§ **SHORT PROBLEM A**
In the comm_spawn commit message, what does it say all new daemons must receive?
§ **SHORT PROBLEM B**
Pick up the comm_spawn commit diff after its last line and carry it forward.

§ **PAGE EXTRACT**
Fix a few things relating to comm_spawn that causes new daemons to be launched. Ensure that all new daemons receive a full pidmap. Properly mark the daemon job as "updated" when daemons are added

This commit was SVN r27177.
2012-08-29 03:11:37 +00:00 · 2012-08-29 03:11:37 +00:00 · a3b08f5800
--- a/orte/mca/grpcomm/base/grpcomm_base_receive.c
+++ b/orte/mca/grpcomm/base/grpcomm_base_receive.c
@ -155,9 +155,7 @@ static void coll_id_req(int status, orte_process_name_t* sender,
    orte_grpcomm_coll_id_t id;
    opal_buffer_t *relay;
    int rc;
-    /* collective - only the HNP ever gets this message, but check
-     * in case a developer makes a mistake!

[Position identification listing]
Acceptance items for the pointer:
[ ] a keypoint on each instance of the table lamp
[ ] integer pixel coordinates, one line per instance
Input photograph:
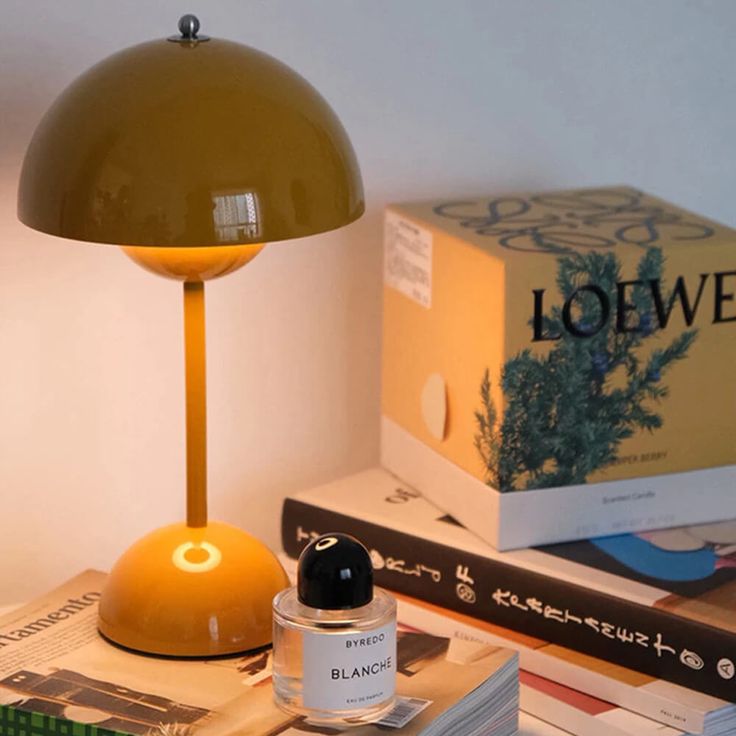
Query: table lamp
(191, 153)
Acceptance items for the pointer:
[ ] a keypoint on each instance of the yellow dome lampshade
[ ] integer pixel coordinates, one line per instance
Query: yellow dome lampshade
(191, 153)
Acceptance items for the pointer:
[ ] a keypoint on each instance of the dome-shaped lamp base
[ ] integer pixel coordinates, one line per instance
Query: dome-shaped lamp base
(192, 592)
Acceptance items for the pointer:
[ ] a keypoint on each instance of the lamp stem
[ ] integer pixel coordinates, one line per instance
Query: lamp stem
(196, 403)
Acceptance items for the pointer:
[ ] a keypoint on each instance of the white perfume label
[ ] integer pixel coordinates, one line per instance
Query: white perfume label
(346, 671)
(408, 259)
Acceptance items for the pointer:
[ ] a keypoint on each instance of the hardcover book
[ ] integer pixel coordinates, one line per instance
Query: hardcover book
(556, 365)
(58, 676)
(659, 603)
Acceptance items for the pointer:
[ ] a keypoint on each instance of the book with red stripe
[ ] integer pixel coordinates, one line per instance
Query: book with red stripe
(606, 598)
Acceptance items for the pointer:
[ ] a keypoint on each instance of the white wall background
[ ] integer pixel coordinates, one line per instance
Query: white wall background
(440, 98)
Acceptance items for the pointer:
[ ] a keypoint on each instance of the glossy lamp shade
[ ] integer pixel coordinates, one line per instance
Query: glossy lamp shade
(189, 144)
(190, 153)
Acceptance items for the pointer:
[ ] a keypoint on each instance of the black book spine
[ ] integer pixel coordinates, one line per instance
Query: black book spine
(650, 640)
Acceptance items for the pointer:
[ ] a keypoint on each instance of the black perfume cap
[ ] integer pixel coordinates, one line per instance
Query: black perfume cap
(335, 572)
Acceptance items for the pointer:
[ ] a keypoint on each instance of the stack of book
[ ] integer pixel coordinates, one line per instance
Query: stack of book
(626, 635)
(554, 370)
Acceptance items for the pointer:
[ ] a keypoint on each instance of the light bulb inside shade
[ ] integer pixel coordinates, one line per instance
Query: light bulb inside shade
(193, 263)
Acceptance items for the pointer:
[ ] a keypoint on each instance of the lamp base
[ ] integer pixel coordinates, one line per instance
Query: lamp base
(192, 592)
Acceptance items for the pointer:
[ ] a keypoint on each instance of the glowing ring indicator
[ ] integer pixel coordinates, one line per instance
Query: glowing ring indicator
(196, 557)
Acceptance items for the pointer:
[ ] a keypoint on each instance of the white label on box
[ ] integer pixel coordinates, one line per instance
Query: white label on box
(408, 259)
(349, 671)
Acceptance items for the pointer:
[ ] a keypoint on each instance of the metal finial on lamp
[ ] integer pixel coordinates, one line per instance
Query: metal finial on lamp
(191, 156)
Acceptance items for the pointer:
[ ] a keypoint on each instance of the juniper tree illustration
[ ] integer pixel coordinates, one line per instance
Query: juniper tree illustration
(567, 412)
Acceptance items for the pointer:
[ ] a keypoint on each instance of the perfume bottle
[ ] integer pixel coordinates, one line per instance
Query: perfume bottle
(334, 640)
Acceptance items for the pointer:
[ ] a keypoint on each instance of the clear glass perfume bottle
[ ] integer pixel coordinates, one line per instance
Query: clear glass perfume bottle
(334, 641)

§ **TASK RESULT A**
A full pidmap.

§ **TASK RESULT B**
-     */
+
    id = orte_grpcomm_base_get_coll_id();
    OPAL_OUTPUT_VERBOSE((5, orte_grpcomm_base.output,
                         "%s grpcomm:base:receive proc %s requested coll id - returned id %d",
@ -316,7 +314,11 @@ static void daemon_local_recv(int status, orte_process_name_t* sender,
             * our own local procs, but this could involve a proc
             * running remotely that we don't know about yet
             */
-            do_progress = false;
+            OPAL_OUTPUT_VERBOSE((5, orte_grpcomm_base.output,
+                                 "%s cant find job %s - not progressing collective",
+                                 ORTE_NAME_PRINT(ORTE_PROC_MY_NAME),
+                                 ORTE_JOBID_PRINT(proc.jobid)));
+             do_progress = false;
        }
    }

--- a/orte/mca/plm/base/plm_base_launch_support.c
+++ b/orte/mca/plm/base/plm_base_launch_support.c
@ -1269,6 +1269,7 @@ int orte_plm_base_setup_virtual_machine(orte_job_t *jdata)
        OBJ_DESTRUCT(&nodes);
        /* mark that the daemons have reported so we can proceed */
        daemons->state = ORTE_JOB_STATE_DAEMONS_REPORTED;
+	daemons->updated = false;
        return ORTE_SUCCESS;
    }

@ -1430,5 +1431,8 @@ int orte_plm_base_setup_virtual_machine(orte_job_t *jdata)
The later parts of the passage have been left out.